**Rumusan Soal a**
Jawablah pertanyaan berikut berdasarkan teks sumber tentang gerakan kerelawanan rakyat.
(i) Di mana Ainun Najib bekerja?
(ii) Sekitar berapa relawan yang meng-input data KPU ke kawalpemilu.org?
(iii) Berapa suara yang diperoleh pasangan Prabowo-Hatta menurut KPU dan kawalpemilu.org?
········
Senin, 15 Desember 2014

Wajah Baru Gerakan Kerelawanan Rakyat

                                Laporan Akhir Tahun Politik, Hukum, dan Keamanan

Wajah Baru Gerakan Kerelawanan Rakyat
NWO  ;   Wartawan Kompas
KOMPAS,  15 Desember 2014

                                                                                                                       


BEBERAPA saat setelah pemungutan suara Pemilu Presiden 2014, Ainun Najib resah. Warga negara Indonesia yang bekerja di sebuah perusahaan teknologi informasi di Singapura ini resah oleh klaim kemenangan yang dilakukan kedua pasangan peserta pilpres, Prabowo Subianto-Hatta Rajasa dan Joko Widodo-Jusuf Kalla.

”Saya khawatir, jika tidak ada sumber informasi yang melaporkan hasil pemilu secara independen dan bisa diverifikasi siapa pun, akan muncul gejolak di masyarakat,” kata Ainun yang lahir tahun 1985 di Gresik, Jawa Timur.

Kegelisahan Ainun ini juga dirasakan dua rekannya, sesama pakar teknologi informasi. Mereka lalu membuat kawalpemilu.org, situs web yang memuat perolehan suara tiap-tiap pasangan calon dengan sumber hasil rekapitulasi suara dari setiap tempat pemungutan suara yang diunggah Komisi Pemilihan Umum ke situsnya.

Ainun mengenang, ada sekitar 700 relawan dengan berbagai latar belakang yang meng-input data KPU ke kawalpemilu.org.

Data yang disajikan kawalpemilu.org saat itu lalu menjadi patokan baru di tengah kebingungan masyarakat terhadap hasil hitung cepat lembaga survei yang berbeda-beda dan proses rekapitulasi berjenjang yang membutuhkan waktu.

Data yang dipaparkan kawalpemilu.org terbukti cukup akurat. Pada akhir penghitungan, mereka menyebutkan, pasangan JKW-JK mendapat 70.997.859 suara, beda 26 suara dengan penghitungan KPU yang mencatat pasangan itu mendapat 70.997.833 suara. Sementara untuk pasangan Prabowo-Hatta, hasil penghitungan KPU dan kawalpemilu.org sama, yaitu 62.576.444 suara.

Kebangkitan

Pengajar Fakultas Ilmu Sosial dan Ilmu Politik Universitas Gadjah Mada, AAGN Ari Dwipayana, menuturkan, gerakan kerelawanan, seperti yang dilakukan Ainun dan kawan-kawan, sebenarnya bukan hal baru. Reformasi 1998 juga dimulai oleh gerakan kerelawanan yang dipelopori kelas menengah.
········
**Rumusan Soal b**
Tulis ulang bagian baris data dari baris yang memuat "Target: chair backrest" sampai baris yang memuat "[[[231,250],[250,239],[250,211],[218,242],[213,250]]]", kedua ujungnya termasuk, dengan mengganti "instance" menjadi "object" tanpa perubahan lain.

**Baris Data**
········
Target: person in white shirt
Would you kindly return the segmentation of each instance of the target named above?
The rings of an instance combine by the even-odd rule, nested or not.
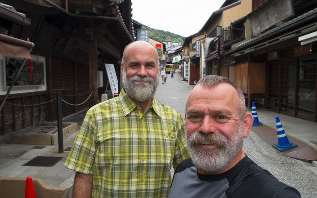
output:
[[[164,82],[165,80],[164,80],[164,78],[165,78],[165,67],[163,67],[163,68],[162,69],[162,70],[160,70],[160,75],[162,76],[162,82],[163,82],[162,84],[164,84]]]

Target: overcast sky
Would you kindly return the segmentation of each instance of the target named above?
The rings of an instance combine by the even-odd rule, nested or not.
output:
[[[132,0],[132,18],[187,37],[202,29],[225,0]]]

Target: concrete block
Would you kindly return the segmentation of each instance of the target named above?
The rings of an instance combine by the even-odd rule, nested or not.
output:
[[[0,198],[23,198],[26,178],[0,178]],[[33,179],[37,198],[66,198],[68,189],[63,187],[47,186],[40,179]]]

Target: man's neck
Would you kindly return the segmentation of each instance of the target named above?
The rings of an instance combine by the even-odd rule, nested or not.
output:
[[[228,166],[226,167],[223,169],[220,170],[218,171],[211,172],[206,171],[204,170],[202,170],[200,168],[197,167],[197,171],[201,174],[203,175],[217,175],[220,173],[224,173],[225,172],[228,171],[231,168],[233,168],[234,166],[237,165],[244,157],[245,157],[246,154],[241,150],[238,153],[238,154],[236,155],[235,157],[229,163]]]
[[[127,95],[128,95],[127,94]],[[134,103],[140,107],[141,107],[142,110],[142,114],[144,114],[145,112],[146,112],[150,107],[151,106],[151,103],[152,102],[153,97],[146,100],[145,101],[139,101],[136,100],[134,98],[132,98],[129,95],[128,95],[129,98],[131,99]]]

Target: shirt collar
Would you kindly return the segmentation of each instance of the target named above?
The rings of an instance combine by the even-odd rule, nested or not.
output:
[[[137,106],[136,104],[128,96],[124,89],[123,88],[121,90],[120,94],[119,94],[119,100],[122,106],[122,109],[125,116],[132,112]],[[156,100],[155,96],[153,97],[153,100],[152,100],[149,109],[151,108],[153,109],[154,112],[156,113],[158,116],[161,117],[159,102]]]

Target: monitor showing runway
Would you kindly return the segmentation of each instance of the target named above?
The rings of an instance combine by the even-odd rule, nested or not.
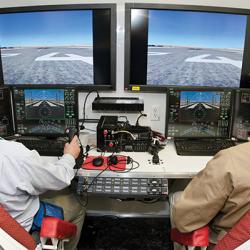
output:
[[[93,48],[2,49],[5,84],[93,84]]]
[[[239,87],[247,16],[148,11],[147,84]]]
[[[169,92],[168,136],[227,137],[231,92],[173,89]]]
[[[147,83],[239,87],[243,50],[149,47]]]
[[[93,11],[0,15],[5,84],[94,84]]]
[[[24,90],[26,119],[64,119],[64,91]]]

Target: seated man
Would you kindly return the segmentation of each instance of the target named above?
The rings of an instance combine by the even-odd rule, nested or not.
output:
[[[75,176],[75,159],[80,153],[77,136],[64,147],[64,155],[55,163],[46,163],[35,150],[23,144],[0,140],[0,204],[28,232],[39,210],[39,196],[61,206],[65,220],[77,226],[77,235],[65,249],[76,249],[85,210],[66,187]],[[56,191],[60,190],[60,191]],[[54,192],[53,192],[54,191]]]
[[[249,152],[250,142],[220,151],[170,198],[171,221],[180,232],[208,224],[216,244],[250,210]]]

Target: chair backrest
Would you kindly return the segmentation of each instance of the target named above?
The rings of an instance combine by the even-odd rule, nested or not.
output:
[[[1,205],[0,228],[27,249],[33,250],[36,248],[36,243],[31,235],[20,226]]]
[[[231,250],[250,239],[250,211],[218,242],[213,250]]]

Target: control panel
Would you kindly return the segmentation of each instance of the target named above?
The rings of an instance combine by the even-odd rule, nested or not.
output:
[[[232,91],[168,91],[169,137],[229,137]]]
[[[16,129],[19,134],[64,134],[78,125],[78,102],[74,88],[13,91]]]
[[[0,87],[0,136],[13,135],[13,120],[11,110],[10,90],[8,87]]]
[[[101,116],[97,125],[97,147],[108,152],[147,152],[152,143],[149,127],[132,126],[118,116]]]
[[[112,196],[168,195],[167,178],[78,177],[77,193],[84,192]]]
[[[235,110],[233,136],[247,140],[250,136],[250,90],[237,89],[235,94]]]

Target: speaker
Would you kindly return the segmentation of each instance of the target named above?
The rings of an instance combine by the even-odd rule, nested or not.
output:
[[[10,89],[0,86],[0,136],[14,134]]]

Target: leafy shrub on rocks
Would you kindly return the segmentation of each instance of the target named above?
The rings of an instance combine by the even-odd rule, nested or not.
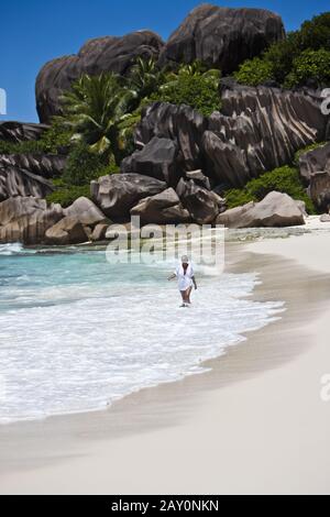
········
**Hasil Latihan a**
(i) Di sebuah perusahaan teknologi informasi di Singapura.
(ii) Sekitar 700 relawan.
(iii) 62.576.444 suara.

**Hasil Latihan b**
Target: chair backrest
Would you kindly return the segmentation of each object of the target named above?
The rings of an object combine by the even-odd rule, nested or not.
output:
[[[1,205],[0,228],[27,249],[33,250],[36,248],[36,243],[31,235],[20,226]]]
[[[231,250],[250,239],[250,211],[218,242],[213,250]]]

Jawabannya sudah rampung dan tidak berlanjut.